### EJERCICIO
Prosigue la entrevista a Tomás Gubitsch a partir de la pregunta con que termina el fragmento.

### FRAGMENTO DEL TEXTO
Tomás Gubitsch: "Mi relación con el tango es conflictiva"
El guitarrista que formó parte de Invisible y del Octeto de Piazzolla vuelve a Buenos Aires para presentarse en formato de trío
Radicado en París desde hace casi cuatro décadas y a seis años de su última visita a la Argentina, el guitarrista y compositor Tomás Gubitsch regresa al país para presentarse con un trío sorprendente, donde el virtuosismo y la inteligencia conviven con la calidad compositiva. Será el sábado próximo en la Sala Argentina del C.C. Kirchner.
-¿Qué pasó en su música entre su última visita y ésta?

### CONJUNTO DE DATOS

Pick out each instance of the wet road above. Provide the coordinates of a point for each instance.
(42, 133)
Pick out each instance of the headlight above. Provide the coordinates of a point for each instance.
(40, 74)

### RESPUESTA FINAL
-Mi última visita fue en 2009, y no es nada sencillo resumir seis años de actividad. Fuera de los conciertos habituales, de las composiciones para diversos grupos de cámara u orquestas sinfónicas y de mis músicas para películas, creo que podría resaltar dos cosas que significaron cierto cambio en mi manera de abordar mis diversas búsquedas (u obsesiones) musicales. La primera es la creación de un tríptico, El tango de Ulises, cuyas dos primeras partes fueron creadas en el Théâtre de la Ville, en 2012 y 2014, respectivamente. Es una suerte de reflexión sobre mis cuarenta años de exilio -situación que, aclaro, vivo más como un privilegio que como un peso- que me impulsó no solamente a escribir varias nuevas piezas, sino también a revisitar buena parte de mis composiciones anteriores, pero transformándolas considerablemente. El epílogo será el 13 de mayo próximo, siempre en la misma sala parisina, y, espero, me permitirá zarpar hacia otros rumbos. De hecho, reuniré dos de mis tríos actuales (uno, con Juanjo Mosalini y Eric Chalan, y otro, con Sébastien Surel y Vincent Segal) y algunos invitados más. Creo que es hora de unificar mi trabajo, quizá porque, al fin y al cabo, todo lo que viví en Buenos Aires hasta 1977 y todo lo que viví en París desde entonces forma parte de una única vida, la mía. El segundo aspecto que cambió en estos años es más una cuestión de actitud. De tocar casi exclusivamente mi música con un grupo bastante acotado de grandes músicos y amigos, empiezo a ampliar mis colaboraciones con otros músicos, igualmente admirables. El trío de reciente formación, Surel, Segal & Gubitsch, es la prueba más palpable de este cambio operado en mí, que representa un gran enriquecimiento musical personal.
-Justamente, ¿por qué estos tres músicos?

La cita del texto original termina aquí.